TEXT:
────
8. How to Transfer Files to/from the Yen Servers


In your data processing pipeline, you will need to transfer data to the Yen servers to carry out your analysis and then transfer the resulting files back to your local machine.

Using scp

Transfer files to the Yens

To transfer a file or a few files matching a search criteria, use:

scp mydata.txt <SUNetID>@yen.stanford.edu:/ifs/project/<my_project_space>

to transfer the file mydata.txt to your project space on the Yens. You will be asked for your password and Duo authentication every time you use scp (because scp command uses ssh to transfer files).

If you want to transfer all csv files from a particular directory, use:

scp *.csv <SUNetID>@yen.stanford.edu:/ifs/project/<my_project_space>

Example

Let’s transfer our R script example from the local machine to the yen servers. On your local machine, in a terminal or GitBash window, run:

scp iris-parallel-bootstrap.R <SUNetID>@yen.stanford.edu:~

where ~ is your Yen home directory shortcut. Enter your SUNet ID password and Duo authenticate for the file transfer to complete.

Transfer folders to the Yens

On your local machine, open a new terminal or GitBash window and navigate to the parent directory of the folder that you want to transfer to the Yens with the cd command.
────
DATA SHOWN:
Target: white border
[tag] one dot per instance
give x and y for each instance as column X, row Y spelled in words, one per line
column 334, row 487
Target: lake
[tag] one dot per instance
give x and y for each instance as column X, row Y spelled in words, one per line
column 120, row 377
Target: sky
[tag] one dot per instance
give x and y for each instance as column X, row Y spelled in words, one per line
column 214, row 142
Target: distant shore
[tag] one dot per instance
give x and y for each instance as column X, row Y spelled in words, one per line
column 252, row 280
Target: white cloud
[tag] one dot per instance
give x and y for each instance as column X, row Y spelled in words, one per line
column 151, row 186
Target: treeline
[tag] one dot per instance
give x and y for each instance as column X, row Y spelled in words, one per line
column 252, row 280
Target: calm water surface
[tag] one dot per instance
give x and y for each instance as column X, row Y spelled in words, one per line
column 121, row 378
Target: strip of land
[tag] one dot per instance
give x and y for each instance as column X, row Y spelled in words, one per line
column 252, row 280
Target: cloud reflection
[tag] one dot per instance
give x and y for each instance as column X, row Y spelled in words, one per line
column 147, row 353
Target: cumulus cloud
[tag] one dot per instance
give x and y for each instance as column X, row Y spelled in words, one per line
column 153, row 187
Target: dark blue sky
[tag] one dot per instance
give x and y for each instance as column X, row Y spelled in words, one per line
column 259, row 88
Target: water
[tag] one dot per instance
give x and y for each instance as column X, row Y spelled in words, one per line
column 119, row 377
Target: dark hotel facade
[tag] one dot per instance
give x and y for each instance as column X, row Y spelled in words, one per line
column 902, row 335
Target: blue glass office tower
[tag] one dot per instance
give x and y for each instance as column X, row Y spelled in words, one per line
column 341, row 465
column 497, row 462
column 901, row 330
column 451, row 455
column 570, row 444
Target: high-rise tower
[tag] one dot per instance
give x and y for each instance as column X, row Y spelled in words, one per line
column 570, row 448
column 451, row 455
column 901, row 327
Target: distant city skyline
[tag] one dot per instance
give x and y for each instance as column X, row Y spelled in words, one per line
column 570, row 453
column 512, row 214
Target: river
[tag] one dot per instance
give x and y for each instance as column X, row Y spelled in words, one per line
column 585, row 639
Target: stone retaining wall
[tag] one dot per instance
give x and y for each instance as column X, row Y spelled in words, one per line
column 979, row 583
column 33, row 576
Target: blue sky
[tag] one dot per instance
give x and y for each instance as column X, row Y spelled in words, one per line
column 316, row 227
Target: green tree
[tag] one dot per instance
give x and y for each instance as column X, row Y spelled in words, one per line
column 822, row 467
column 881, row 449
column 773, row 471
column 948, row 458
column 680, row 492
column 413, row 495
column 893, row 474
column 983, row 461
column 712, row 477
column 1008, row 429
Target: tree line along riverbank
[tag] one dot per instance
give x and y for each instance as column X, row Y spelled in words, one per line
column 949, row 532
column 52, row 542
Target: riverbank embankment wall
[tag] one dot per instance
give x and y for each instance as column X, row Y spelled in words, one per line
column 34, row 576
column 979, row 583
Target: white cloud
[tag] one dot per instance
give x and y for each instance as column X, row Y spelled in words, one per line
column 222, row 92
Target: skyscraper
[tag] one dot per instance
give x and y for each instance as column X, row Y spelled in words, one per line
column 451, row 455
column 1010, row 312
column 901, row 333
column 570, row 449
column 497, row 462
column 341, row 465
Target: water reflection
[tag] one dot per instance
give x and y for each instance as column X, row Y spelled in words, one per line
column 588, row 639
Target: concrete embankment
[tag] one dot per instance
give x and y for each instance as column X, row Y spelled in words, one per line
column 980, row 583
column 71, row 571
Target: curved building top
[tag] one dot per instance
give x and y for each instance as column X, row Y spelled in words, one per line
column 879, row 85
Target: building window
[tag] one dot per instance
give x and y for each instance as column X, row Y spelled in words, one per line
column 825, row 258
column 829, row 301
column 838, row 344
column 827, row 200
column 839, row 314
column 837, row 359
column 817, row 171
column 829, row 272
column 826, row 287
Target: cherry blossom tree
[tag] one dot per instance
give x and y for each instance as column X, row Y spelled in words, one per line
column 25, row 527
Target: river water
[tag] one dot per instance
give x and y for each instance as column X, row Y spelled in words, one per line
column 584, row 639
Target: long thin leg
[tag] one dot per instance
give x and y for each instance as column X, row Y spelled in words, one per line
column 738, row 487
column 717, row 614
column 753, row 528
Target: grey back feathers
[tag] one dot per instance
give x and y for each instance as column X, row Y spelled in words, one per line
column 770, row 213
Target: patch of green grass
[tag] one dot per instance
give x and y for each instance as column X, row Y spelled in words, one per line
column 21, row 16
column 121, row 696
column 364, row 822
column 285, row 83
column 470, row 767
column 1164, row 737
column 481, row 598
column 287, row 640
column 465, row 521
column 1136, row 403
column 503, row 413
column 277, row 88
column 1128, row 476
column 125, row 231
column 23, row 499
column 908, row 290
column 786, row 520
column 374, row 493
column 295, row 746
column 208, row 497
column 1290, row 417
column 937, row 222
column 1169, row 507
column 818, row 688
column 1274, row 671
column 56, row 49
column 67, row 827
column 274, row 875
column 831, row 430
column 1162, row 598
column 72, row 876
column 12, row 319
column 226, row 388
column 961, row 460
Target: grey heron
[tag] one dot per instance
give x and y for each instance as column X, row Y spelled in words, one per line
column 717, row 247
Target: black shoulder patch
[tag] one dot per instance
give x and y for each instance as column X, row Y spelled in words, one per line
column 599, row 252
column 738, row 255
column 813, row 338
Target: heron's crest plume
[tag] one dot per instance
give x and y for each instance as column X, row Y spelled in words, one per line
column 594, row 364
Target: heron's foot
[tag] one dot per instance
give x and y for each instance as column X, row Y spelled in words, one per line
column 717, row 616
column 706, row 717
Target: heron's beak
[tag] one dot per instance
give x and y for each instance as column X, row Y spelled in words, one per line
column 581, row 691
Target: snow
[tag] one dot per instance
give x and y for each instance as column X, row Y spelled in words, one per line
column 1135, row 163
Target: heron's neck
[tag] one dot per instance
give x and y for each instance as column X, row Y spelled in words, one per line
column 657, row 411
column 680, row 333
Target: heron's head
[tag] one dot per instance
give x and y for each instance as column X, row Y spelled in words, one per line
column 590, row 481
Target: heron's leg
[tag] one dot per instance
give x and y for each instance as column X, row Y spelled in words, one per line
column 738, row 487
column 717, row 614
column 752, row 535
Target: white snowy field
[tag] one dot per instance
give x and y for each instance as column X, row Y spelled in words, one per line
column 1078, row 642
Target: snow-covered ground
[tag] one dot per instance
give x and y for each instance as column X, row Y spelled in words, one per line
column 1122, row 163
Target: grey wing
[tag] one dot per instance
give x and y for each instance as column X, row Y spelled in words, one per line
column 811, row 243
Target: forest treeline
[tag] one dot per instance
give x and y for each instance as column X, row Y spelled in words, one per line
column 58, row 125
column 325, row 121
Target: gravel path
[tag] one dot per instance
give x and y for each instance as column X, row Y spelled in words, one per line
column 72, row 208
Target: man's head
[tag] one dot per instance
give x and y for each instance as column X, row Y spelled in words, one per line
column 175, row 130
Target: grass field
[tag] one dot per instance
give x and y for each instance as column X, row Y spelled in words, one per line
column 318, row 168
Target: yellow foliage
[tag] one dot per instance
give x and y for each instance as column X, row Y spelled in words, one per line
────
WORK INSTRUCTIONS:
Answer these questions using the Yen file transfer text:
1. According to the text, why are you asked for your password and Duo authentication every time you use scp?
2. In the example command, what does ~ stand for?
3. Which command does the text say to use to move to the parent directory of a folder you want to transfer?

TASK OUTPUT:
1. The scp command uses ssh to transfer files.
2. It is the shortcut for your Yen home directory.
3. The cd command.